• _EXERCISE_:
From the passage on E. coli sequence types, extract the span starting at "3.4. Multi Locus" and ending at "and 33.3%, respectively).", copying it word for word.

• _TEXT EXCERPT_:

_____

The majority of the isolates (55.0%) harbored between six and ten AMR genes, while almost one-third (30.0%) possessed 11–15, and 12.7% carried 1–5 AMR genes. The highest number of AMR genes, namely 16 to 19, was observed in 2.3% of the isolates, represented by mcr-1.1 positive ETEC/STEC (n = 2), EDEC (n = 1), ETEC (n = 1), and AEEC (n = 1). The number of antimicrobial resistance genes and the pathotype were not correlated.

3.4. Multi Locus Sequence Types, Phylogenetic Groups, and Clonotypes

Overall, 30 known and seven novel STs (ST15336–ST15342) were identified among the 220 whole genome sequenced E. coli isolates. Predominant STs were ST10 (n = 56), ST1 (n = 48), ST29 (n = 25), ST100 (n = 21), ST42 (n = 7), and ST86 (n = 6), as well as ST131, ST641, and ST763 (n = 4 isolates each). ETEC isolates were mainly assigned to ST100 (37.5%), ST10 (21.4%), ST42 (10.7%), and ST131 (7.1%), while EDEC isolates mostly belonged to ST1 (79.2%) and ST10 (12.5%). Predominant STs of AEEC isolates were ST29 (61.0%) and ST20 (7.3%), while most of the sequenced ETEC/STEC, STEC, and ETEC-like isolates belonged to ST10 (69.6%, 64.3%, and 33.3%, respectively).
The most frequent phylogroup was group A (n = 92), predominantly associated with ST10 (n = 56) and ST100 (n = 21), followed by D (n = 60), among others associated with ST1 (n = 48) and ST42 (n = 7), B1 (n = 51; mostly ST29 (n = 25), ST86 (n = 6), ST641 (n = 4), and ST763 (n = 4)), E (n = 7; mostly ST118 (n = 3)and ST5759 (n = 3)), B2 (n = 4; all ST131), C (n = 3; all ST23), and clade I (n = 3) (Figure 2).
Thirty-six different clonotypes, i.e., combinations of fumC and fimH alleles, were determined. The most frequent CH types were 2–54 (51; (ST1-ETEC), 11–24 and 11–23 (29/17) (ST10), 4–24 (23) ST29, and 27–0 (20, all ST100). ST131 ETEC isolates carrying the mcr-1.1 gene revealed CH types 40–22 (n = 1) and 40–683 (n = 3).

_____

• _ENTRIES SHOWN_:
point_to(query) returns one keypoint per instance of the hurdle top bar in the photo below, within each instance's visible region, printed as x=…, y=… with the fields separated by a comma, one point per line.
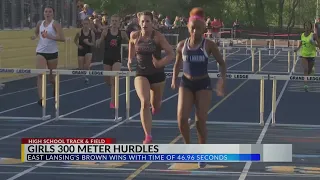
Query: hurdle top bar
x=168, y=74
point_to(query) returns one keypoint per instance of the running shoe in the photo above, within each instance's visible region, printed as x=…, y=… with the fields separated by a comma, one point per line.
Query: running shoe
x=202, y=164
x=112, y=106
x=154, y=111
x=147, y=140
x=40, y=102
x=86, y=80
x=306, y=88
x=313, y=71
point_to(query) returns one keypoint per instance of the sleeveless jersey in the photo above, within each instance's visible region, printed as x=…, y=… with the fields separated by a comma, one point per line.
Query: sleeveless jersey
x=195, y=61
x=144, y=51
x=113, y=46
x=47, y=45
x=307, y=49
x=83, y=37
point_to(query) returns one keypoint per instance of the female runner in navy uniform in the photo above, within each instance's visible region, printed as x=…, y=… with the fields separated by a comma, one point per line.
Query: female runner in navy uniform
x=49, y=32
x=112, y=38
x=84, y=40
x=195, y=88
x=146, y=45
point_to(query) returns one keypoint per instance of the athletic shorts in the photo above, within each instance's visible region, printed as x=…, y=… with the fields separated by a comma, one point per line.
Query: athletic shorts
x=111, y=61
x=155, y=78
x=309, y=59
x=49, y=56
x=196, y=85
x=84, y=52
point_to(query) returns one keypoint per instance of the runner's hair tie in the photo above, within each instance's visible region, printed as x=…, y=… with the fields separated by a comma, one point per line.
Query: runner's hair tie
x=196, y=18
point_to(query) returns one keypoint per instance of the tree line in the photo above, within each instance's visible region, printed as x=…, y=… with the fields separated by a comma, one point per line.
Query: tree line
x=251, y=13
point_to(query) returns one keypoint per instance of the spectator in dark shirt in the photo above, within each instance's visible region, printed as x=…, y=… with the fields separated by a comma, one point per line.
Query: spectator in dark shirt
x=236, y=29
x=133, y=26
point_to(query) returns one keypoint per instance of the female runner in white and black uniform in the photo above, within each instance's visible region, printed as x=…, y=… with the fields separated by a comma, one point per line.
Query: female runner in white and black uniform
x=145, y=45
x=195, y=88
x=49, y=32
x=112, y=38
x=84, y=40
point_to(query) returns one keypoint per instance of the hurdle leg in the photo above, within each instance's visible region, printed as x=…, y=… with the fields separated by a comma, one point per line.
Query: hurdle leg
x=274, y=101
x=262, y=102
x=128, y=96
x=44, y=97
x=246, y=46
x=289, y=63
x=57, y=94
x=116, y=89
x=259, y=60
x=274, y=47
x=252, y=59
x=66, y=52
x=270, y=42
x=70, y=52
x=294, y=61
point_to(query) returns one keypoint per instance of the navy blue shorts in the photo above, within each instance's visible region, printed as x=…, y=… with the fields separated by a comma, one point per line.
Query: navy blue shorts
x=83, y=52
x=309, y=59
x=196, y=85
x=49, y=56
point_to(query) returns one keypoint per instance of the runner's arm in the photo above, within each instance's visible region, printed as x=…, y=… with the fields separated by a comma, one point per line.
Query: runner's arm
x=213, y=49
x=315, y=37
x=76, y=39
x=124, y=36
x=167, y=48
x=60, y=34
x=37, y=30
x=177, y=64
x=93, y=39
x=102, y=37
x=131, y=49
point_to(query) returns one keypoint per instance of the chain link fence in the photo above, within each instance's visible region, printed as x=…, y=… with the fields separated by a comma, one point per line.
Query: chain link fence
x=24, y=14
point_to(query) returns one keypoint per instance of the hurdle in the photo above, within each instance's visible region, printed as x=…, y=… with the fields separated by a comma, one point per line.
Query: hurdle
x=68, y=48
x=115, y=74
x=261, y=77
x=43, y=73
x=1, y=85
x=128, y=75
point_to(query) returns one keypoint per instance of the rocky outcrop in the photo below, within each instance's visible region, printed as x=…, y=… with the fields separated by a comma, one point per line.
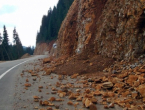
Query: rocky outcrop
x=44, y=48
x=110, y=28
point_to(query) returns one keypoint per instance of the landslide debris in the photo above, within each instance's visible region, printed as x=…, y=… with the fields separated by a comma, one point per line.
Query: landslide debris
x=122, y=84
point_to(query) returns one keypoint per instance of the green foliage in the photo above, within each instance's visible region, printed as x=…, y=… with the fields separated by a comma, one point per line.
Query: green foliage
x=9, y=51
x=17, y=48
x=52, y=22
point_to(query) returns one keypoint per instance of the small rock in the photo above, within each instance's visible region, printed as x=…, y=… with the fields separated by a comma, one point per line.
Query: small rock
x=93, y=107
x=107, y=85
x=70, y=103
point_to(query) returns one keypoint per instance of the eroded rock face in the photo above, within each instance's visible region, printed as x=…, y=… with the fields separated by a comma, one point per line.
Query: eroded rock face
x=110, y=28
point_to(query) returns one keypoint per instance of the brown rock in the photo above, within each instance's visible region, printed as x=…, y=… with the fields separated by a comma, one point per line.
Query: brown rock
x=27, y=85
x=132, y=79
x=134, y=95
x=94, y=100
x=87, y=103
x=106, y=106
x=141, y=90
x=92, y=107
x=142, y=70
x=111, y=105
x=49, y=108
x=72, y=96
x=36, y=97
x=97, y=93
x=74, y=75
x=107, y=85
x=46, y=60
x=62, y=94
x=40, y=87
x=27, y=80
x=111, y=94
x=79, y=98
x=45, y=103
x=48, y=71
x=70, y=103
x=52, y=99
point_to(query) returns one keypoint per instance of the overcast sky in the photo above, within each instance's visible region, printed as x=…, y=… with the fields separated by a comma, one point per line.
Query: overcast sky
x=25, y=15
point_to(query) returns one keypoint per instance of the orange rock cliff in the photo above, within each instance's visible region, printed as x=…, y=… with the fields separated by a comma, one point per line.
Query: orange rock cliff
x=111, y=28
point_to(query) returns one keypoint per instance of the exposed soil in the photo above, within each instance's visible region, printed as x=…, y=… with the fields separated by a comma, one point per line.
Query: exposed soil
x=79, y=65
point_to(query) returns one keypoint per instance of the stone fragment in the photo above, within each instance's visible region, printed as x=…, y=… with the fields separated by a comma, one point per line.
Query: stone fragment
x=36, y=100
x=59, y=100
x=48, y=71
x=132, y=79
x=106, y=106
x=79, y=98
x=93, y=107
x=134, y=95
x=36, y=97
x=34, y=79
x=94, y=100
x=27, y=85
x=27, y=80
x=62, y=94
x=49, y=108
x=74, y=75
x=111, y=105
x=141, y=90
x=52, y=99
x=46, y=60
x=78, y=90
x=87, y=102
x=70, y=103
x=97, y=93
x=72, y=96
x=40, y=87
x=107, y=85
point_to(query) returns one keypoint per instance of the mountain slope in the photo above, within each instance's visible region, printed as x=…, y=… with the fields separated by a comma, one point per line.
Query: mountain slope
x=109, y=28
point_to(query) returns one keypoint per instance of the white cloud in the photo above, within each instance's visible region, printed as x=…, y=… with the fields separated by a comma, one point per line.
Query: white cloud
x=26, y=18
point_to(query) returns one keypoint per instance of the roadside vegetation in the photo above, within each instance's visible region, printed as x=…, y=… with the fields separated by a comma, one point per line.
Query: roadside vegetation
x=12, y=51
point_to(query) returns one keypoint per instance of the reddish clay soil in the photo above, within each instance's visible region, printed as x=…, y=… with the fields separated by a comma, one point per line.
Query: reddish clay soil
x=94, y=65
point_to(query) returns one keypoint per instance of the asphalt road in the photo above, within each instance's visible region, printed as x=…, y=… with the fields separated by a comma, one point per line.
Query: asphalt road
x=8, y=72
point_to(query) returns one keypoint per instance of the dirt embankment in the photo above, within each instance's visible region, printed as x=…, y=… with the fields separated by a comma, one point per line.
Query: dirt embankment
x=109, y=28
x=44, y=48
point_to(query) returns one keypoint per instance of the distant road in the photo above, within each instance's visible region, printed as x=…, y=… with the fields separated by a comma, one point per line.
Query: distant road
x=8, y=72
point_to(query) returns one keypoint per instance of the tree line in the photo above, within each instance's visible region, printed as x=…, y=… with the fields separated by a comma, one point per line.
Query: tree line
x=9, y=51
x=52, y=21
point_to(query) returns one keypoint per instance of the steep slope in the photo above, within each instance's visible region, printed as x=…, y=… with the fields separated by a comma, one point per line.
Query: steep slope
x=110, y=28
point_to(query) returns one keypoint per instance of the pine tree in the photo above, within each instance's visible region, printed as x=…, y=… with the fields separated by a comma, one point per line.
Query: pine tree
x=18, y=48
x=1, y=50
x=5, y=44
x=52, y=22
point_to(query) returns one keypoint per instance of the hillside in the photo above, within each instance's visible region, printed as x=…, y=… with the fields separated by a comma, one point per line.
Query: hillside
x=102, y=42
x=113, y=29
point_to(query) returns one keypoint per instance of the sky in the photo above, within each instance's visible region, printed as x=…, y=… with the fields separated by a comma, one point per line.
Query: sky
x=26, y=16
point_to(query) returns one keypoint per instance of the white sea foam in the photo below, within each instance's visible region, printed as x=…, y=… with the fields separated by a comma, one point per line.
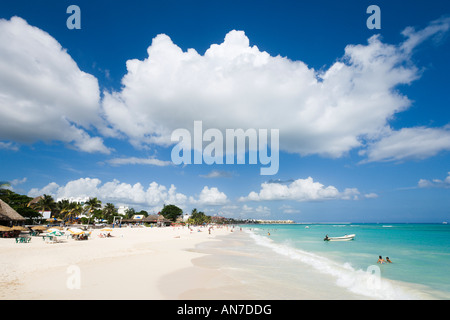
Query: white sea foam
x=368, y=283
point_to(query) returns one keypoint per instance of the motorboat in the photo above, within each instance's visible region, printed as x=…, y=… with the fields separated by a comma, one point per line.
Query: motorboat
x=347, y=237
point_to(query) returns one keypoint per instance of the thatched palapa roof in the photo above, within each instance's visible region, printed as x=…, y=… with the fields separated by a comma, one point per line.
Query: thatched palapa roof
x=9, y=214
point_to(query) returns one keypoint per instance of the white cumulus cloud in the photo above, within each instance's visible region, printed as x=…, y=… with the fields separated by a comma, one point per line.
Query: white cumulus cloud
x=236, y=85
x=152, y=196
x=300, y=190
x=43, y=94
x=409, y=143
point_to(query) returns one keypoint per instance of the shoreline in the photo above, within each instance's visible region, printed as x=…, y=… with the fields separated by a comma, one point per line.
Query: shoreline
x=129, y=265
x=171, y=263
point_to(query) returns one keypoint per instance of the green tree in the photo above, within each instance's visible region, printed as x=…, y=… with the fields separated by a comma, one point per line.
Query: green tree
x=129, y=213
x=73, y=210
x=46, y=203
x=171, y=212
x=109, y=211
x=91, y=205
x=199, y=217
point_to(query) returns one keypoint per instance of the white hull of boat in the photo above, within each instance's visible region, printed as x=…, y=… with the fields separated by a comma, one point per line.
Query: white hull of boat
x=344, y=238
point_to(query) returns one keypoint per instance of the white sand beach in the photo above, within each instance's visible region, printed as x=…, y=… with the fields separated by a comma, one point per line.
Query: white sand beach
x=136, y=263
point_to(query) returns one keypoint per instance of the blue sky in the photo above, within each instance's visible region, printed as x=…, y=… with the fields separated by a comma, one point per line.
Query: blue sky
x=363, y=114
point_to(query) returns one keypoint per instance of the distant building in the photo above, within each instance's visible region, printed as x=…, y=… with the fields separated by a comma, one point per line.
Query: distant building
x=9, y=216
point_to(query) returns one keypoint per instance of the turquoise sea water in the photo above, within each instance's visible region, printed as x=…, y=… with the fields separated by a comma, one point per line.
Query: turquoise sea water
x=420, y=254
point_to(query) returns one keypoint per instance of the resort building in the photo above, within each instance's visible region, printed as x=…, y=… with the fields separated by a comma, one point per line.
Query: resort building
x=9, y=216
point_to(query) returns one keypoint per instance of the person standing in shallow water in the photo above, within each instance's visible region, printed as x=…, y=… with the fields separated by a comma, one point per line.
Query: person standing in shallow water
x=381, y=260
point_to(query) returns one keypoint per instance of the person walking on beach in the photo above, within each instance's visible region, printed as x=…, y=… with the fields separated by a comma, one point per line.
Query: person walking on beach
x=381, y=260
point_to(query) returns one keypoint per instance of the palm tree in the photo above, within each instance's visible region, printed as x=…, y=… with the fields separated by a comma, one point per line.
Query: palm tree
x=73, y=210
x=4, y=184
x=108, y=211
x=46, y=203
x=91, y=205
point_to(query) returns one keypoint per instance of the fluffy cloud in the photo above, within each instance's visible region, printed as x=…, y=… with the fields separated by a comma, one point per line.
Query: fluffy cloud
x=43, y=94
x=211, y=197
x=409, y=143
x=143, y=161
x=236, y=85
x=153, y=196
x=435, y=183
x=300, y=190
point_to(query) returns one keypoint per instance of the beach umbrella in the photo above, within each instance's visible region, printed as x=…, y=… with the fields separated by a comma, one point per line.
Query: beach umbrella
x=19, y=228
x=39, y=228
x=76, y=231
x=55, y=233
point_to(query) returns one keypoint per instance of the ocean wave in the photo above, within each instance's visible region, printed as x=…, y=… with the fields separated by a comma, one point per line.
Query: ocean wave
x=368, y=282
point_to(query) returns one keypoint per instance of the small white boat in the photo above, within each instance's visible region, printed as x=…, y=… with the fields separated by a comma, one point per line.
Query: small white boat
x=344, y=238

_____

• _WRITTEN REPLY_:
3.4. Multi Locus Sequence Types, Phylogenetic Groups, and Clonotypes

Overall, 30 known and seven novel STs (ST15336–ST15342) were identified among the 220 whole genome sequenced E. coli isolates. Predominant STs were ST10 (n = 56), ST1 (n = 48), ST29 (n = 25), ST100 (n = 21), ST42 (n = 7), and ST86 (n = 6), as well as ST131, ST641, and ST763 (n = 4 isolates each). ETEC isolates were mainly assigned to ST100 (37.5%), ST10 (21.4%), ST42 (10.7%), and ST131 (7.1%), while EDEC isolates mostly belonged to ST1 (79.2%) and ST10 (12.5%). Predominant STs of AEEC isolates were ST29 (61.0%) and ST20 (7.3%), while most of the sequenced ETEC/STEC, STEC, and ETEC-like isolates belonged to ST10 (69.6%, 64.3%, and 33.3%, respectively).